Start of Block

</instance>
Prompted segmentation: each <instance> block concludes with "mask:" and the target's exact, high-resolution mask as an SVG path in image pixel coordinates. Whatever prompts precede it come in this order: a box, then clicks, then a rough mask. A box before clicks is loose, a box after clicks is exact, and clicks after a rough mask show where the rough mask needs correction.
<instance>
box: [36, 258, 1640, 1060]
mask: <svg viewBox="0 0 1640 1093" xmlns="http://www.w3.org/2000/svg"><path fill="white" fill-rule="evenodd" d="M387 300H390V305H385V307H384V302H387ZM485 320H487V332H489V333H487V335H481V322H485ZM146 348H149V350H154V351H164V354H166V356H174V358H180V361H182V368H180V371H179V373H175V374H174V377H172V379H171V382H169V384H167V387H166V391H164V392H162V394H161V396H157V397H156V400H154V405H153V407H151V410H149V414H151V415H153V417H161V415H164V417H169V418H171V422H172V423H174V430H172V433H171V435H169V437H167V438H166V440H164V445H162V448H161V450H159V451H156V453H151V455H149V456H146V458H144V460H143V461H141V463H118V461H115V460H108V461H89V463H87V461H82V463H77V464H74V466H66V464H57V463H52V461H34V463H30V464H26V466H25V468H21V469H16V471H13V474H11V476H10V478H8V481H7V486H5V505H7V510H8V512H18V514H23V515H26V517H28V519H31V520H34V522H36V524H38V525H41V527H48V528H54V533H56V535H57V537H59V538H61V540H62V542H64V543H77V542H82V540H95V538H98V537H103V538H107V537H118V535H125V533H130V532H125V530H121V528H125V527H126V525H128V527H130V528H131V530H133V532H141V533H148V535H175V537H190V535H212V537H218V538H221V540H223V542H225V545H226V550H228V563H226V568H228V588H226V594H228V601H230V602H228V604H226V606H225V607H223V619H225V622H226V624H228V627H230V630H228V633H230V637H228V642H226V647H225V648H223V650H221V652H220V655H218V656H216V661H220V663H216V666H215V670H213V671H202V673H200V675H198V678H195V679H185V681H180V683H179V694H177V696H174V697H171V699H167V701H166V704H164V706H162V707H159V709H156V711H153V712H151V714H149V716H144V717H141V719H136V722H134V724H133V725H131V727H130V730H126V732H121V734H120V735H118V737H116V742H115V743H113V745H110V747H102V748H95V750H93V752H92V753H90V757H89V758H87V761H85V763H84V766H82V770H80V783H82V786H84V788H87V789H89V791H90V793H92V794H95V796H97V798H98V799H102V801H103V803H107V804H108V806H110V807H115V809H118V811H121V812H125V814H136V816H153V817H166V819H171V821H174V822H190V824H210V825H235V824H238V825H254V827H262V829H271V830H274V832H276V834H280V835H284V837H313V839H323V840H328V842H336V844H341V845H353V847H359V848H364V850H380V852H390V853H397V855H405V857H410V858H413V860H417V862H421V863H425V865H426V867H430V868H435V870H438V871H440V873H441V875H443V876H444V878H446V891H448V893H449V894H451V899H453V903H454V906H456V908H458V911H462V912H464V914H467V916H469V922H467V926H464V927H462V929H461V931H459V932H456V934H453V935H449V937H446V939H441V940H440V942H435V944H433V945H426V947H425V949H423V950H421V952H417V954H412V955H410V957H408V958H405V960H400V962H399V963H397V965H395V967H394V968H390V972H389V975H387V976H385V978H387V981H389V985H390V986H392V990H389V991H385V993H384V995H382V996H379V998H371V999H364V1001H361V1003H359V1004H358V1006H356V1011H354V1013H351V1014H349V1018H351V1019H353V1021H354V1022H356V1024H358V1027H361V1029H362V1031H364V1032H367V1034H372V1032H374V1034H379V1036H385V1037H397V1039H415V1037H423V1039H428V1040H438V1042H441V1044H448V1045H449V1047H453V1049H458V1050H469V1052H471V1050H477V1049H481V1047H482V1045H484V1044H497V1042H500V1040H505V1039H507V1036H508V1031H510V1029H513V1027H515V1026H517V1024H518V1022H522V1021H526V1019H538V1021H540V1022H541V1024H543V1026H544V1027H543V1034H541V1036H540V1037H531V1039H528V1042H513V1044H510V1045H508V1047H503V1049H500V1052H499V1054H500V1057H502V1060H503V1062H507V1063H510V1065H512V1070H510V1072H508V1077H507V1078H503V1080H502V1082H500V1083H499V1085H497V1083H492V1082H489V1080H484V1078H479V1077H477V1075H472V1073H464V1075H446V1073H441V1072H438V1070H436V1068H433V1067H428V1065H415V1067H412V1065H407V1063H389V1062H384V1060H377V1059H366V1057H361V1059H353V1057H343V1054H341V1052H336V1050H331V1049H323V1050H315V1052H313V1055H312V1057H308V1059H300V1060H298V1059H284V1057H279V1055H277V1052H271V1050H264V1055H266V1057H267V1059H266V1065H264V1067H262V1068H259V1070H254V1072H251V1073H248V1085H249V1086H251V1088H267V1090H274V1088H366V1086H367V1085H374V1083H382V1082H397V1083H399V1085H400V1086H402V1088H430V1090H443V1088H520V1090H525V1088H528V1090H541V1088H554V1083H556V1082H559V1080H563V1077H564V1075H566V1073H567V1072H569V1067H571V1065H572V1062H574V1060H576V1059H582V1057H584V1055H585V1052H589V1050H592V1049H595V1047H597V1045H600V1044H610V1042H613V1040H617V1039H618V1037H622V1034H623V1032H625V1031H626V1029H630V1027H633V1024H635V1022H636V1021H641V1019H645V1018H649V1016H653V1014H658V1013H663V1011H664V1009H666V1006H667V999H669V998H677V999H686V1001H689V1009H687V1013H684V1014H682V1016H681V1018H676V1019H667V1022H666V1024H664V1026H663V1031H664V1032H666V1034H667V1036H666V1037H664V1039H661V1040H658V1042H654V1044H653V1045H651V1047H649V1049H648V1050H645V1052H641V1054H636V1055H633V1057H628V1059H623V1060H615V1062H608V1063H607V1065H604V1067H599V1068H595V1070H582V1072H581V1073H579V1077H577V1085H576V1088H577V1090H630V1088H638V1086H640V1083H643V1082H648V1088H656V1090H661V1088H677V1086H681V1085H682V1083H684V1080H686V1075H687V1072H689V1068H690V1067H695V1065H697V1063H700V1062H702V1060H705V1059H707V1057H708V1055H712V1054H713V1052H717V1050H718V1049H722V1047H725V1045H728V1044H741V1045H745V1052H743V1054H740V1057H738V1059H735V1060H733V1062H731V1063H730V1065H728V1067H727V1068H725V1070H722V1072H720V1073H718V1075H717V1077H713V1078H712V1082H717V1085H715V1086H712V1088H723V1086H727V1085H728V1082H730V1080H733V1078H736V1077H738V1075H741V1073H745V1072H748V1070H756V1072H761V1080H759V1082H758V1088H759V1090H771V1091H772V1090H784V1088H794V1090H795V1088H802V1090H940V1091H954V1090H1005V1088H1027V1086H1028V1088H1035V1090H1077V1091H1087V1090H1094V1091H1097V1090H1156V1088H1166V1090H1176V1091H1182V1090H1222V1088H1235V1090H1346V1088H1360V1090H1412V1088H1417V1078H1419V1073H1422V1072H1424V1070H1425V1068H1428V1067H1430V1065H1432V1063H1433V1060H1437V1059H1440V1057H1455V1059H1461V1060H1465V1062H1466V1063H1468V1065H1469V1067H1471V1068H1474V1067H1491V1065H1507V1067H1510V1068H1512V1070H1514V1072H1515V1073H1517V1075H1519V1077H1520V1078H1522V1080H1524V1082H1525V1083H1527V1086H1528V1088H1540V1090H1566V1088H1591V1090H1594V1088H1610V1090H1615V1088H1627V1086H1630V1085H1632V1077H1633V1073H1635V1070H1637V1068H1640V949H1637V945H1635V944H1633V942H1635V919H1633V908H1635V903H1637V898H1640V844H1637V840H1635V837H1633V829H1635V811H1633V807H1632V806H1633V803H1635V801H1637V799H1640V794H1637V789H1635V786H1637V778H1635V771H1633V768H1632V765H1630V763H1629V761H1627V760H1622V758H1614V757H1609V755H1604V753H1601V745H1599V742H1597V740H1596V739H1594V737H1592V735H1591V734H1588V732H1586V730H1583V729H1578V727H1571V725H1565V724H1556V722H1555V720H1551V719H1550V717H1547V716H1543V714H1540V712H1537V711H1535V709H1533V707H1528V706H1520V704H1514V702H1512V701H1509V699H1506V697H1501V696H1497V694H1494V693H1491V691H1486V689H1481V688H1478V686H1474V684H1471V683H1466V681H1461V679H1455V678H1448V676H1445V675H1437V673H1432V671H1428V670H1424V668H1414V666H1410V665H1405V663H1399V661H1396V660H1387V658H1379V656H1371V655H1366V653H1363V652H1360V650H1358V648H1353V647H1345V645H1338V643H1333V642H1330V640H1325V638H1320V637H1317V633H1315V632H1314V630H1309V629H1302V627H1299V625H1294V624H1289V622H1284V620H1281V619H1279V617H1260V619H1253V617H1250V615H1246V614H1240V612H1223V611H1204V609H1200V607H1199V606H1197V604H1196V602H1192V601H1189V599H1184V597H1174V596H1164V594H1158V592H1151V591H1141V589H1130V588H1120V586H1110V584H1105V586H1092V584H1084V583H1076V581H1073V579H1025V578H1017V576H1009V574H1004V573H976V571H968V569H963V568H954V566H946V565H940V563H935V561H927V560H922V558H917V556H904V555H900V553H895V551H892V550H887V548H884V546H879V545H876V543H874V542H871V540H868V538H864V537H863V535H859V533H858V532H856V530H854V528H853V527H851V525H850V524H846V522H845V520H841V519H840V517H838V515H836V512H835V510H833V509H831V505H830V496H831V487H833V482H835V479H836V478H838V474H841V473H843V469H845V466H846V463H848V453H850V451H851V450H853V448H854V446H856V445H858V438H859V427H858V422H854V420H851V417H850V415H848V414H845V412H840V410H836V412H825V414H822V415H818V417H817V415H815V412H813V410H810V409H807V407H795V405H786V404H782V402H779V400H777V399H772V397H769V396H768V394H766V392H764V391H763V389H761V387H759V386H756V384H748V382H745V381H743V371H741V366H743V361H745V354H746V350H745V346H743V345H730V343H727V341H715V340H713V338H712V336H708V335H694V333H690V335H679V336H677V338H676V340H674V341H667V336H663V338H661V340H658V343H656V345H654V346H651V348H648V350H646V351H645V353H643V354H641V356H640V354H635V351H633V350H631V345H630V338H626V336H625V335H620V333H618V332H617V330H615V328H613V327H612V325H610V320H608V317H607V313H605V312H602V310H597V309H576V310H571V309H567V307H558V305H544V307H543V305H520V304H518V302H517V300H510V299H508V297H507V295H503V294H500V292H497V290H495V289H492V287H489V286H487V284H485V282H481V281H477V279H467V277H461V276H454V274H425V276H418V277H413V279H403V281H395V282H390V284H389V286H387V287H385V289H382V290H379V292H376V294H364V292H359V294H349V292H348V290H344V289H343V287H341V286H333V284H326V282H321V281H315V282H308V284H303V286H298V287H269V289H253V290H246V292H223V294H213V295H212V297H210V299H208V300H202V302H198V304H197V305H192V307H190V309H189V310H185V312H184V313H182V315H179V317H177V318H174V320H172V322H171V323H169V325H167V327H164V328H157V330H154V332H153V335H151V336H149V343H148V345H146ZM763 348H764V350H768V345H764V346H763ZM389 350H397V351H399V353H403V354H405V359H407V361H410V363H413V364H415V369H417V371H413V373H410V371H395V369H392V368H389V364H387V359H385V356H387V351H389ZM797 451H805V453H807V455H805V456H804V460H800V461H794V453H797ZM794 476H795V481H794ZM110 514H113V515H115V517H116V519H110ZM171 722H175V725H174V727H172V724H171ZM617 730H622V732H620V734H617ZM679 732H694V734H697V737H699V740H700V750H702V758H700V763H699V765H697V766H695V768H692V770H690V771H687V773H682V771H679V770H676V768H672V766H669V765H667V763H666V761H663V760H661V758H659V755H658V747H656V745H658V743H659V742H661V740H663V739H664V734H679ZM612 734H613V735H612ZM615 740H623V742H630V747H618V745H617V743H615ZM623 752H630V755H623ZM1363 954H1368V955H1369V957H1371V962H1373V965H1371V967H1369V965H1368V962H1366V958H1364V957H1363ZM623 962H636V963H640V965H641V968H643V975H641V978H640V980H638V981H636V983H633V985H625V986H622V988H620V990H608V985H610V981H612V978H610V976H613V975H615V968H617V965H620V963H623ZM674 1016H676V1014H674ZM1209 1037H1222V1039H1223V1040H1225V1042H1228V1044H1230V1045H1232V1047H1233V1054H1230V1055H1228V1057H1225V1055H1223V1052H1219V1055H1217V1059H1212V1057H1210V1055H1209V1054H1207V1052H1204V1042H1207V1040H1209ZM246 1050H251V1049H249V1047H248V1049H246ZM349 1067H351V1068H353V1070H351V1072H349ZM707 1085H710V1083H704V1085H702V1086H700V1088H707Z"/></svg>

End of Block

▶ **AIM OF THE EXERCISE**
Copy every line that includes the string "instance" from the material above.

▶ **SOLUTION FOR THIS TASK**
</instance>
Prompted segmentation: each <instance> block concludes with "mask:" and the target's exact, high-resolution mask as an SVG path in image pixel coordinates. Whatever prompts precede it come in this order: a box, then clicks, then a rough mask. A box before clicks is loose, a box after clicks is exact, and clicks after a rough mask show where the rough mask needs correction.
<instance>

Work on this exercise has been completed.